Description of the task:
Return, unchanged, each line of the material below that contains the word "with".

Source material:
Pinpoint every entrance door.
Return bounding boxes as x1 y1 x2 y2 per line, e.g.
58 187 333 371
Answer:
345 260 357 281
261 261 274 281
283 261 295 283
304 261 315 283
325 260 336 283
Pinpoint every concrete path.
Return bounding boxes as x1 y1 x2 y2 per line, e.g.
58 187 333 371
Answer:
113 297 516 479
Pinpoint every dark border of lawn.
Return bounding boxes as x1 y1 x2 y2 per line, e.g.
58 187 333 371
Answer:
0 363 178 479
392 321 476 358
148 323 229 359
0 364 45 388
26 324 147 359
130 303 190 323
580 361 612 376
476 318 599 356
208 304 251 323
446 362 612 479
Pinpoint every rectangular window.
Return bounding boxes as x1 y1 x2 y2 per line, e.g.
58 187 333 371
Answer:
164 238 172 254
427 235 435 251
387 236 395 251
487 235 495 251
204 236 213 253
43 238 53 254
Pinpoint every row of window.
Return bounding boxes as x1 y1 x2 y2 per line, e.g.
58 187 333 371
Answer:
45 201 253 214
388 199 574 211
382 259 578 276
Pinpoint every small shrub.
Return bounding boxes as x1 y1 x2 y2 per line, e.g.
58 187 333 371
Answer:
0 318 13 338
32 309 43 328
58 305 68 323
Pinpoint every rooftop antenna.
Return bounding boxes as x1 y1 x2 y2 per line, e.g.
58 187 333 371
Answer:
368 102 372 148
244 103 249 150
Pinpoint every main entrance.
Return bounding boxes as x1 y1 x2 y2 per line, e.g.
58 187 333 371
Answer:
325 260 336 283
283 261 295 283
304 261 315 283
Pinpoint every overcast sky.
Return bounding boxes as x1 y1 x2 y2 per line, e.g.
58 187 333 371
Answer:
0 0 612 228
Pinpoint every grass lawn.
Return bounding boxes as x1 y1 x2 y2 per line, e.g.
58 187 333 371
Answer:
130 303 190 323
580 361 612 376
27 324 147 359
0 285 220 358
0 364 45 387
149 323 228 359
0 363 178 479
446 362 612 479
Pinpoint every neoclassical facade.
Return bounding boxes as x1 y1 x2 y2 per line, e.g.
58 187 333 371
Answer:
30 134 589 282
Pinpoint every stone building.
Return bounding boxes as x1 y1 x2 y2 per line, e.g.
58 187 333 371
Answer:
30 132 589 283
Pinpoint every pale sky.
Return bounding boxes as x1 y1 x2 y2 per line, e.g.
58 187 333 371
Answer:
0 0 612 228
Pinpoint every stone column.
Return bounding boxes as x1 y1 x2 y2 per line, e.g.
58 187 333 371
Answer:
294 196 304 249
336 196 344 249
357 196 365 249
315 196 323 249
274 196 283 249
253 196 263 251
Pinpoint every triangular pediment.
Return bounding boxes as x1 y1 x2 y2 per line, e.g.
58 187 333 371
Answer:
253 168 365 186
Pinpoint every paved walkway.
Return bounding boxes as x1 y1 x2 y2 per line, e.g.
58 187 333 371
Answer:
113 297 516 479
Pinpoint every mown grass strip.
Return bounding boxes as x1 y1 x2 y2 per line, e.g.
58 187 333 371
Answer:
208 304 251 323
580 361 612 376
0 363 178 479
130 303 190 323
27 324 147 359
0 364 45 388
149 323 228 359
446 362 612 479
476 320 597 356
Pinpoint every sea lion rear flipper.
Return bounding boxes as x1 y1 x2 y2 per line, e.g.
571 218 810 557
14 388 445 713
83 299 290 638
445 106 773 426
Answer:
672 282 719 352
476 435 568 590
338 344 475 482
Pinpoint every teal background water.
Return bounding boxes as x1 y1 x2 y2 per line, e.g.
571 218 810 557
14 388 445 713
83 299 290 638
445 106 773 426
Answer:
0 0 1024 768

==

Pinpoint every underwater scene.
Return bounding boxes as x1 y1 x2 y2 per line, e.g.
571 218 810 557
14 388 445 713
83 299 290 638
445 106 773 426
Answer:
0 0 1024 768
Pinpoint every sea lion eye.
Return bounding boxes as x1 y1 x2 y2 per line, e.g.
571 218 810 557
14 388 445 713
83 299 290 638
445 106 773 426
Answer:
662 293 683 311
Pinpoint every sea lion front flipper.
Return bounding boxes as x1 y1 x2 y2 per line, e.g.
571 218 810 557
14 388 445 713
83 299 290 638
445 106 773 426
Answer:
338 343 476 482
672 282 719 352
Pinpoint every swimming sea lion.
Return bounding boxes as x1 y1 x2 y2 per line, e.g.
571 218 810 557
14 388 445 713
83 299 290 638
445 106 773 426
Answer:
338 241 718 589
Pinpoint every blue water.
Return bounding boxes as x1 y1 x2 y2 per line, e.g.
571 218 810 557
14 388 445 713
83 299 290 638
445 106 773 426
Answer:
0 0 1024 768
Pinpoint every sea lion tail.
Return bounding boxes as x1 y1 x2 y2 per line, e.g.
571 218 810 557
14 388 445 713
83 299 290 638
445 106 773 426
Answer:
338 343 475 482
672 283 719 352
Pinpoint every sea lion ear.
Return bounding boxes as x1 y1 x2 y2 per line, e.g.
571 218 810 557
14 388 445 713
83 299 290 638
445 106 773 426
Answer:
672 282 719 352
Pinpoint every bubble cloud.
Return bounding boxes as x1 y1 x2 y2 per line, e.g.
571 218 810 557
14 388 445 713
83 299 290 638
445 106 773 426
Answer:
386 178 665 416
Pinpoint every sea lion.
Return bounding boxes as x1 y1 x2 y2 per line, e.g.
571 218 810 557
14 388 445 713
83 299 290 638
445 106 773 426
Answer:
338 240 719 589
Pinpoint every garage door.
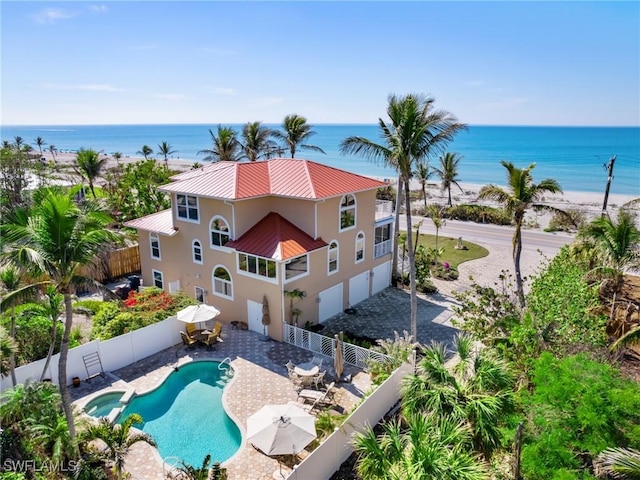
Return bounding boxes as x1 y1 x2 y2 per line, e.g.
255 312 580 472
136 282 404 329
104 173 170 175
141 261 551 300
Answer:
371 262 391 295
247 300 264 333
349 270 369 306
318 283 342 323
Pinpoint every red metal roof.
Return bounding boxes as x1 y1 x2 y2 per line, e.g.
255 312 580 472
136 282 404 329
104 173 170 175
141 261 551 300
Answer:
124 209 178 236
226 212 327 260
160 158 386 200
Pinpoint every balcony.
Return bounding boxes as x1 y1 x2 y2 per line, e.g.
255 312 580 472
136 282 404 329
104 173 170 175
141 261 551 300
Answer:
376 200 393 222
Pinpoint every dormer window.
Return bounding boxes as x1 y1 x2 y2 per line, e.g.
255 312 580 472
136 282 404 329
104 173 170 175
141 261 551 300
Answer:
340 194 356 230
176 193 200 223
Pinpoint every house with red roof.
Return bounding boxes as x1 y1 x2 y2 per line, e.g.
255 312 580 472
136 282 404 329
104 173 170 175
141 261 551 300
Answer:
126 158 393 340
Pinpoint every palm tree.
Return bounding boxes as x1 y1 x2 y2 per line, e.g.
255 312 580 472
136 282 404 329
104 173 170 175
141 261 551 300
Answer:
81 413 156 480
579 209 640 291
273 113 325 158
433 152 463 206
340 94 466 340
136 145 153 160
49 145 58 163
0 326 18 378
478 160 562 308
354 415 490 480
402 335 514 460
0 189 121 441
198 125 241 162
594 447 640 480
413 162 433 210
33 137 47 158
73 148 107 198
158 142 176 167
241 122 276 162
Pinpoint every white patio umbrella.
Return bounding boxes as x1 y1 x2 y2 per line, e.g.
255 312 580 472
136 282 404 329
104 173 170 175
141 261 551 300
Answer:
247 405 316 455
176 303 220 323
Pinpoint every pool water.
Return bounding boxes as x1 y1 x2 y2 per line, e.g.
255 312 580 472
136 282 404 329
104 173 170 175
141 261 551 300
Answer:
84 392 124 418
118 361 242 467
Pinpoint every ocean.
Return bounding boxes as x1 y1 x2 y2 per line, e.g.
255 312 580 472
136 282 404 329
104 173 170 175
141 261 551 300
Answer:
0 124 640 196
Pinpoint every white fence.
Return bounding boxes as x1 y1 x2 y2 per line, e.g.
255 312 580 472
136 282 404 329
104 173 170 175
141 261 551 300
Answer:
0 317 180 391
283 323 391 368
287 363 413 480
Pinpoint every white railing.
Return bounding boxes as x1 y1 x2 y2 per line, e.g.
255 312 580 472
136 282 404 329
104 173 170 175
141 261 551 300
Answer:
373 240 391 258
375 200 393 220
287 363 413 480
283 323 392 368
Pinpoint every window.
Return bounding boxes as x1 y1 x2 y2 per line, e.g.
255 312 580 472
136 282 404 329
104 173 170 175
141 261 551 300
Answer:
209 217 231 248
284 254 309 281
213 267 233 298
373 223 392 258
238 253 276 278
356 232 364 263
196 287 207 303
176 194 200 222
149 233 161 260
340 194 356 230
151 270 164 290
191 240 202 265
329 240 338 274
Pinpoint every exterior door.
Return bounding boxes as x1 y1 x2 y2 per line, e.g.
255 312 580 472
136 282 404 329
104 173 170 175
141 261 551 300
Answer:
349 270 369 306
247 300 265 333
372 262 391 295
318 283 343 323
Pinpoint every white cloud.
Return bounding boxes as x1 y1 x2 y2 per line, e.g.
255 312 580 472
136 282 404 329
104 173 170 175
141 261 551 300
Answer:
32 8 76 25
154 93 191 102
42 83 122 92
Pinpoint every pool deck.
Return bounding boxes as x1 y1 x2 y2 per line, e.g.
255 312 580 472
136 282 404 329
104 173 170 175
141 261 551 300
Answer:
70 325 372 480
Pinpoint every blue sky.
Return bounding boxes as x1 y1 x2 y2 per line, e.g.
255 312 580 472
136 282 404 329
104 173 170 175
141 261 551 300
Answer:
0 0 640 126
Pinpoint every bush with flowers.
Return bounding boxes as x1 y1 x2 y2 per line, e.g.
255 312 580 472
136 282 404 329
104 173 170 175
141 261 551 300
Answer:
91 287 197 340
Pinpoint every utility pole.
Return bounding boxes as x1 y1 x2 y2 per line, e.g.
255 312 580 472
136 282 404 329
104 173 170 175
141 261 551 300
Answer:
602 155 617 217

Worked answer:
Pinpoint every house with red roof.
Pinpoint every bush with flowers.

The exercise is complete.